## [Text excerpt]
============

On Sat, Mar 10, 2012 at 11:16:48AM +0800, Lai Jiangshan wrote:
> On Fri, Mar 9, 2012 at 4:35 AM, Paul E. McKenney
> <paulmck@linux.vnet.ibm.com> wrote:
> > On Wed, Mar 07, 2012 at 11:54:02AM +0800, Lai Jiangshan wrote:
> >> This patch is on the top of the 4 previous patches(1/6, 2/6, 3/6, 4/6).
> >>
> >> o     state machine is light way and single-threaded, it is preemptible when checking.
> >>
> >> o     state machine is a work_struct. So, there is no thread occupied
> >>       by SRCU when the srcu is not actived(no callback). And it does
> >>       not sleep(avoid to occupy a thread when sleep).
> >>
> >> o     state machine is the only thread can flip/check/write(*) the srcu_struct,
> >>       so we don't need any mutex.
> >>       (write(*): except ->per_cpu_ref, ->running, ->batch_queue)
> >>
> >> o     synchronize_srcu() is always call call_srcu().
> >>       synchronize_srcu_expedited() is also.
> >>       It is OK for mb()-based srcu are extremely fast.
> >>
> >> o     In current kernel, we can expect that there are only 1 callback per gp.
> >>       so callback is probably called in the same CPU when it is queued.
> >>
> >> The trip of a callback:
> >>       1) ->batch_queue when call_srcu()
> >>
> >>       2) ->batch_check0 when try to do check_zero
> >>
> >>       3) ->batch_check1 after finish its first check_zero and the flip
> >>
> >>       4) ->batch_done after finish its second check_zero
> >>
> >> The current requirement of the callbacks:
> >>       The callback will be called inside process context.
> >>       The callback should be fast without any sleeping path.
> >>
> >> Signed-off-by: Lai Jiangshan <laijs@cn.fujitsu.com>
> >> ---
> >>  include/linux/rcupdate.h |    2 +-
> >>  include/linux/srcu.h     |   28 +++++-
> >>  kernel/rcupdate.c        |   24 ++++-
> >>  kernel/rcutorture.c      |   44 ++++++++-
> >>  kernel/srcu.c            |  238 ++++++++++++++++++++++++++++++++-------------
> >>  5 files changed, 259 insertions(+), 77 deletions(-)
> >> diff --git a/include/linux/rcupdate.h b/include/linux/rcupdate.h
> >> index 9372174..d98eab2 100644
> >> --- a/include/linux/rcupdate.h
> >> +++ b/include/linux/rcupdate.h
> >> @@ -222,7 +222,7 @@ extern void rcu_irq_exit(void);
> >>   * TREE_RCU and rcu_barrier_() primitives in TINY_RCU.
> >>   */
> >>
> >> -typedef void call_rcu_func_t(struct rcu_head *head,
> >> +typedef void (*call_rcu_func_t)(struct rcu_head *head,
> >
> > I don't see what this applies against.  The old patch 5/6 created
> > a "(*call_rcu_func_t)(struct rcu_head *head," and I don't see what
> > created the "call_rcu_func_t(struct rcu_head *head,".

============

[Location identification items]
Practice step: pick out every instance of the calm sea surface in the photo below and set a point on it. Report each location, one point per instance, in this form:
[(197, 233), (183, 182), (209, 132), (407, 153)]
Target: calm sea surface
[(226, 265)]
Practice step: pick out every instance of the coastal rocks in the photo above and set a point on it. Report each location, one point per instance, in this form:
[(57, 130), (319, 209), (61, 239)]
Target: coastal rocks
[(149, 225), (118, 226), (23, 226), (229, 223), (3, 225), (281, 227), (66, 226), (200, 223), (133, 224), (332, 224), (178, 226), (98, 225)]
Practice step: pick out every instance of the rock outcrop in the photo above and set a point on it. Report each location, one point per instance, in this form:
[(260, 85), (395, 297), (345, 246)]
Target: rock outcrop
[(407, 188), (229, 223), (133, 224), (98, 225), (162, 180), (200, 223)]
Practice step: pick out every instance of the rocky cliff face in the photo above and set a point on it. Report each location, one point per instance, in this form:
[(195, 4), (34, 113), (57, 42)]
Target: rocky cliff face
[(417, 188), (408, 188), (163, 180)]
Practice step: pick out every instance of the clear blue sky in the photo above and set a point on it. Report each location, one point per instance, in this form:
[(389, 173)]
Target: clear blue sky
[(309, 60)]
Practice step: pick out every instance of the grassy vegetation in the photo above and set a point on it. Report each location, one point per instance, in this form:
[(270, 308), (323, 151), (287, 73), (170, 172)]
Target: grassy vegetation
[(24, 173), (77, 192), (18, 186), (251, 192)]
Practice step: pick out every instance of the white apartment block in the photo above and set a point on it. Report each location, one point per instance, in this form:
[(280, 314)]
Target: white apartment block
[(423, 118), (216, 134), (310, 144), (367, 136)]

============

## [Task]
From the SRCU patch thread, write out the passage that begins with the words containing "On Sat, Mar" and ends with "need any mutex.". These items come from a separate source, not from the SRCU patch thread.

## [Task result]
On Sat, Mar 10, 2012 at 11:16:48AM +0800, Lai Jiangshan wrote:
> On Fri, Mar 9, 2012 at 4:35 AM, Paul E. McKenney
> <paulmck@linux.vnet.ibm.com> wrote:
> > On Wed, Mar 07, 2012 at 11:54:02AM +0800, Lai Jiangshan wrote:
> >> This patch is on the top of the 4 previous patches(1/6, 2/6, 3/6, 4/6).
> >>
> >> o     state machine is light way and single-threaded, it is preemptible when checking.
> >>
> >> o     state machine is a work_struct. So, there is no thread occupied
> >>       by SRCU when the srcu is not actived(no callback). And it does
> >>       not sleep(avoid to occupy a thread when sleep).
> >>
> >> o     state machine is the only thread can flip/check/write(*) the srcu_struct,
> >>       so we don't need any mutex.